• _Document passage_:
———

Microsoft – SQLServer (v2005) – Crashed with error info: Deadlocked Schedulers

Woke up a couple of days ago to a message stating that our Microsoft SQL Server Instance crashed twice during stress testing the night before.

SQL Crashed no way I thought.

But, once I got in to the office checked the SQL Server Error Logs and discovered that SQL had indeed crashed twice.

The errorlog registered something like what is pasted below:


Deadlocked Schedulers

New queries assigned to process on Node 0 have not been picked up by a worker thread in the last 60 seconds. Blocking or long-running queries can contribute to this condition, and may degrade client response time. Use the "max worker threads" configuration option to increase number of allowable threads, or optimize current running queries. SQL Process Utilization: 97%. System Idle: 0%.

New queries assigned to process on Node 0 have not been picked up by a worker thread in the last 120 seconds. Blocking or long-running queries can contribute to this condition, and may degrade client response time. Use the "max worker threads" configuration option to increase number of allowable threads, or optimize current running queries. SQL Process Utilization: 94%. System Idle: 3%.

———

• _Entries supplied_:

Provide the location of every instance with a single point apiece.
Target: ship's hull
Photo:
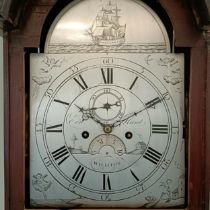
(109, 42)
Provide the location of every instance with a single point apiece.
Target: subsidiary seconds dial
(107, 129)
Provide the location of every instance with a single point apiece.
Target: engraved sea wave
(125, 48)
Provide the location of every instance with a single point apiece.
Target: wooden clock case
(26, 31)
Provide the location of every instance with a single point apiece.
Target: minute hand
(148, 105)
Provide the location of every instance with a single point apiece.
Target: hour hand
(150, 104)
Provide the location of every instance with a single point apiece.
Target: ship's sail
(106, 29)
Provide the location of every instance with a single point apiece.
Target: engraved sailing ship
(106, 29)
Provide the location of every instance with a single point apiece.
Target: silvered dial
(111, 137)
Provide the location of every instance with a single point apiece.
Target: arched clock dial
(104, 137)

———

• _Job 1_: Can you write out the SQL Server crash post word for word, starting with "Microsoft – SQLServer" and going on through "indeed crashed twice."?
• _Job 2_: How would the post about the SQL Server 2005 crash continue after its last paragraph? Write the next part.
None of the work here draws on the records.

• _Written answer 1_:
Microsoft – SQLServer (v2005) – Crashed with error info: Deadlocked Schedulers

Woke up a couple of days ago to a message stating that our Microsoft SQL Server Instance crashed twice during stress testing the night before.

SQL Crashed no way I thought.

But, once I got in to the office checked the SQL Server Error Logs and discovered that SQL had indeed crashed twice.

• _Written answer 2_:
New queries assigned to process on Node 0 have not been picked up by a worker thread in the last 180 seconds. Blocking or long-running queries can contribute to this condition, and may degrade client response time. Use the "max worker threads" configuration option to increase number of allowable threads, or optimize current running queries. SQL Process Utilization: 95%. System Idle: 2%.

New queries assigned to process on Node 0 have not been picked up by a worker thread in the last 240 seconds. Blocking or long-running queries can contribute to this condition, and may degrade client response time. Use the "max worker threads" configuration option to increase number of allowable threads, or optimize current running queries. SQL Process Utilization: 96%. System Idle: 1%.

New queries assigned to process on Node 0 have not been picked up by a worker thread in the last 300 seconds. Blocking or long-running queries can contribute to this condition, and may degrade client response time. Use the "max worker threads" configuration option to increase number of allowable threads, or optimize current running queries. SQL Process Utilization: 96%. System Idle: 1%.

New queries assigned to process on Node 0 have not been picked up by a worker thread in the last 360 seconds. Blocking or long-running queries can contribute to this condition, and may degrade client response time. Use the "max worker threads" configuration option to increase number of allowable threads, or optimize current running queries. SQL Process Utilization: 96%. System Idle: 1%.

 

A layman’s interpretation suggests the following

  1. Every 60 seconds or so SQL Server “queries” whether new requests are being picked up the “Engine”.  If new queries are not being serviced this information is reported along with the current system’s utilization.
  2. The system is also suggesting that we might want to increase the “max worker threads”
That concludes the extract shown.